» Exercise directions:
Output each record exactly as given. Leave out every picture.

» Data shown:
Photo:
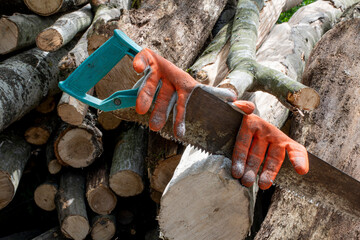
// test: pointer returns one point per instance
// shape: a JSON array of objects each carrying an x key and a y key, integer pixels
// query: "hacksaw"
[{"x": 211, "y": 125}]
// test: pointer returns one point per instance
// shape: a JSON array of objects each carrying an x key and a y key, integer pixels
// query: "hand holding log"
[
  {"x": 174, "y": 85},
  {"x": 257, "y": 139}
]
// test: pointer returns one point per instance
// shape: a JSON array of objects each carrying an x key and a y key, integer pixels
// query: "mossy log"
[
  {"x": 50, "y": 7},
  {"x": 64, "y": 29},
  {"x": 44, "y": 194},
  {"x": 126, "y": 173},
  {"x": 101, "y": 199},
  {"x": 79, "y": 146},
  {"x": 20, "y": 30},
  {"x": 71, "y": 206},
  {"x": 14, "y": 154},
  {"x": 330, "y": 132},
  {"x": 103, "y": 227},
  {"x": 25, "y": 80}
]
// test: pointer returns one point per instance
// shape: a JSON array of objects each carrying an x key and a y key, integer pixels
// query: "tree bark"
[
  {"x": 47, "y": 105},
  {"x": 202, "y": 199},
  {"x": 100, "y": 197},
  {"x": 8, "y": 7},
  {"x": 64, "y": 29},
  {"x": 52, "y": 234},
  {"x": 70, "y": 205},
  {"x": 108, "y": 121},
  {"x": 71, "y": 110},
  {"x": 14, "y": 154},
  {"x": 50, "y": 7},
  {"x": 126, "y": 174},
  {"x": 45, "y": 193},
  {"x": 330, "y": 132},
  {"x": 20, "y": 30},
  {"x": 25, "y": 80},
  {"x": 52, "y": 163},
  {"x": 103, "y": 227},
  {"x": 156, "y": 26},
  {"x": 79, "y": 146},
  {"x": 41, "y": 129}
]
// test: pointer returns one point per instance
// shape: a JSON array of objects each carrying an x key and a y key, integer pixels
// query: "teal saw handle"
[{"x": 95, "y": 67}]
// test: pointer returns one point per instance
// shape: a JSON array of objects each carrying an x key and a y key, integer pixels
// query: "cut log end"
[
  {"x": 37, "y": 135},
  {"x": 104, "y": 229},
  {"x": 126, "y": 183},
  {"x": 6, "y": 189},
  {"x": 9, "y": 34},
  {"x": 54, "y": 166},
  {"x": 94, "y": 42},
  {"x": 44, "y": 197},
  {"x": 223, "y": 207},
  {"x": 108, "y": 120},
  {"x": 69, "y": 114},
  {"x": 49, "y": 40},
  {"x": 102, "y": 200},
  {"x": 44, "y": 7},
  {"x": 75, "y": 227},
  {"x": 305, "y": 99},
  {"x": 76, "y": 149}
]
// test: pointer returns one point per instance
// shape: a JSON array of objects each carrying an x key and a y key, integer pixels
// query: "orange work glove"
[
  {"x": 258, "y": 140},
  {"x": 174, "y": 85}
]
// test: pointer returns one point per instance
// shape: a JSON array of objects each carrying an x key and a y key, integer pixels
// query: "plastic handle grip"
[{"x": 95, "y": 67}]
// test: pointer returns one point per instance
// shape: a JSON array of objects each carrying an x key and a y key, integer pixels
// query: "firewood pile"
[
  {"x": 85, "y": 174},
  {"x": 101, "y": 177}
]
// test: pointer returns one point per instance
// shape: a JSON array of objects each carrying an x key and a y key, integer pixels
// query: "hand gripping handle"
[{"x": 95, "y": 67}]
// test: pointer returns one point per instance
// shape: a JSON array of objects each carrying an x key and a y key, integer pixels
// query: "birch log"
[
  {"x": 126, "y": 173},
  {"x": 79, "y": 146},
  {"x": 70, "y": 205},
  {"x": 45, "y": 193},
  {"x": 49, "y": 7},
  {"x": 203, "y": 201},
  {"x": 100, "y": 197},
  {"x": 47, "y": 105},
  {"x": 103, "y": 227},
  {"x": 9, "y": 7},
  {"x": 20, "y": 30},
  {"x": 71, "y": 110},
  {"x": 40, "y": 130},
  {"x": 14, "y": 154},
  {"x": 25, "y": 80},
  {"x": 332, "y": 133},
  {"x": 52, "y": 234},
  {"x": 64, "y": 29},
  {"x": 108, "y": 121},
  {"x": 175, "y": 31},
  {"x": 52, "y": 163}
]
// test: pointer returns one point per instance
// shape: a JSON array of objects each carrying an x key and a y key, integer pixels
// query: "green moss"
[{"x": 285, "y": 16}]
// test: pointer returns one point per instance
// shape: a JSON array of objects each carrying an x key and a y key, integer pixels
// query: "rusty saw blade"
[{"x": 212, "y": 126}]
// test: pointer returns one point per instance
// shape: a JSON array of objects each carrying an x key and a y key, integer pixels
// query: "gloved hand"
[
  {"x": 258, "y": 140},
  {"x": 175, "y": 87},
  {"x": 256, "y": 137}
]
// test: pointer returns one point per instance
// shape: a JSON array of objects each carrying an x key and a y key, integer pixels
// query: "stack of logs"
[
  {"x": 93, "y": 159},
  {"x": 95, "y": 162}
]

» Result:
Photo:
// test: pointer returns one point per instance
// shape: a JSON array of objects each carrying an x key and a y key, integer pixels
// query: "hacksaw"
[{"x": 211, "y": 125}]
// test: pointer returns one point per instance
// shape: a JSON array of objects each carrying an x key and a y key, integer pixels
// query: "hand holding log"
[
  {"x": 174, "y": 85},
  {"x": 257, "y": 139}
]
// test: pointer returns one point per instance
// shape: a JSON array of objects each carrying an x key and a y key, integer pixels
// query: "mossy log"
[
  {"x": 50, "y": 7},
  {"x": 64, "y": 29},
  {"x": 44, "y": 194},
  {"x": 126, "y": 173},
  {"x": 101, "y": 199},
  {"x": 79, "y": 146},
  {"x": 20, "y": 30},
  {"x": 71, "y": 206},
  {"x": 14, "y": 154},
  {"x": 330, "y": 132},
  {"x": 103, "y": 227},
  {"x": 25, "y": 80}
]
// test: pointer returns one point per instance
// shape: a JSON array of objects each carrying an x key and a y key, integer pixels
// query: "tree bark"
[
  {"x": 47, "y": 105},
  {"x": 202, "y": 199},
  {"x": 100, "y": 197},
  {"x": 8, "y": 7},
  {"x": 64, "y": 29},
  {"x": 52, "y": 234},
  {"x": 70, "y": 205},
  {"x": 108, "y": 121},
  {"x": 71, "y": 110},
  {"x": 14, "y": 154},
  {"x": 50, "y": 7},
  {"x": 126, "y": 174},
  {"x": 45, "y": 193},
  {"x": 330, "y": 132},
  {"x": 20, "y": 30},
  {"x": 25, "y": 80},
  {"x": 52, "y": 163},
  {"x": 103, "y": 227},
  {"x": 156, "y": 26},
  {"x": 79, "y": 146},
  {"x": 41, "y": 129}
]
// test: pointer returns one point per instance
// shape: a JSON array of objects each carrying an x key and a y key, integer pixels
// query: "teal saw handle"
[{"x": 95, "y": 67}]
// test: pointer returns one point per instance
// shape: a JSON array of objects each carrying an x key and a y key, integer pixels
// query: "cut log end"
[
  {"x": 37, "y": 135},
  {"x": 104, "y": 229},
  {"x": 126, "y": 183},
  {"x": 6, "y": 189},
  {"x": 9, "y": 34},
  {"x": 54, "y": 166},
  {"x": 94, "y": 42},
  {"x": 44, "y": 197},
  {"x": 223, "y": 207},
  {"x": 108, "y": 120},
  {"x": 69, "y": 114},
  {"x": 49, "y": 40},
  {"x": 102, "y": 200},
  {"x": 44, "y": 7},
  {"x": 75, "y": 227},
  {"x": 305, "y": 99},
  {"x": 76, "y": 149}
]
// test: pointer returns one point per instance
// shape: a JSON array of objects each carrying an x key and a y key, integer pixels
// query: "orange work glove"
[
  {"x": 258, "y": 140},
  {"x": 174, "y": 85}
]
// test: pointer returns one point per instance
// shape: a JSON array of objects each carrying an x key and a y key, integer pixels
// query: "plastic handle grip"
[{"x": 95, "y": 67}]
// test: pointer returns one point per instance
// shape: a JSON array of objects each carrying an x key and a y key, integer pixels
// query: "firewood pile"
[
  {"x": 85, "y": 174},
  {"x": 101, "y": 177}
]
// test: pointer returns one point per instance
// shape: a JSON array of objects each carrying an x key and a y key, integer pixels
// query: "hand gripping handle"
[{"x": 95, "y": 67}]
// test: pointer returns one point per instance
// shape: a JSON array of objects each carrying an x key and a y key, integer pixels
// query: "birch log"
[
  {"x": 126, "y": 173},
  {"x": 79, "y": 146},
  {"x": 70, "y": 205},
  {"x": 45, "y": 193},
  {"x": 49, "y": 7},
  {"x": 203, "y": 201},
  {"x": 100, "y": 197},
  {"x": 47, "y": 105},
  {"x": 103, "y": 227},
  {"x": 9, "y": 7},
  {"x": 20, "y": 30},
  {"x": 71, "y": 110},
  {"x": 40, "y": 130},
  {"x": 14, "y": 154},
  {"x": 25, "y": 80},
  {"x": 332, "y": 133},
  {"x": 52, "y": 234},
  {"x": 64, "y": 29},
  {"x": 108, "y": 121},
  {"x": 175, "y": 31},
  {"x": 52, "y": 163}
]
// test: pointer returns one point per instance
// shape: a JSON array of objects each carrying an x key and a y key, integer pixels
// query: "green moss"
[{"x": 285, "y": 16}]
// test: pointer returns one point per instance
// shape: a JSON array of objects each carrying an x key and a y key, integer pixels
// query: "rusty saw blade"
[{"x": 212, "y": 126}]
// test: pointer returns one point per instance
// shape: a JSON array of objects each carrying an x key and a y key, integer pixels
// query: "gloved hand"
[
  {"x": 258, "y": 140},
  {"x": 175, "y": 87},
  {"x": 256, "y": 137}
]
// test: pointer returns one point per instance
// shape: a JSON array of objects each carrying an x key and a y key, integer pixels
// query: "stack of logs"
[
  {"x": 93, "y": 159},
  {"x": 95, "y": 162}
]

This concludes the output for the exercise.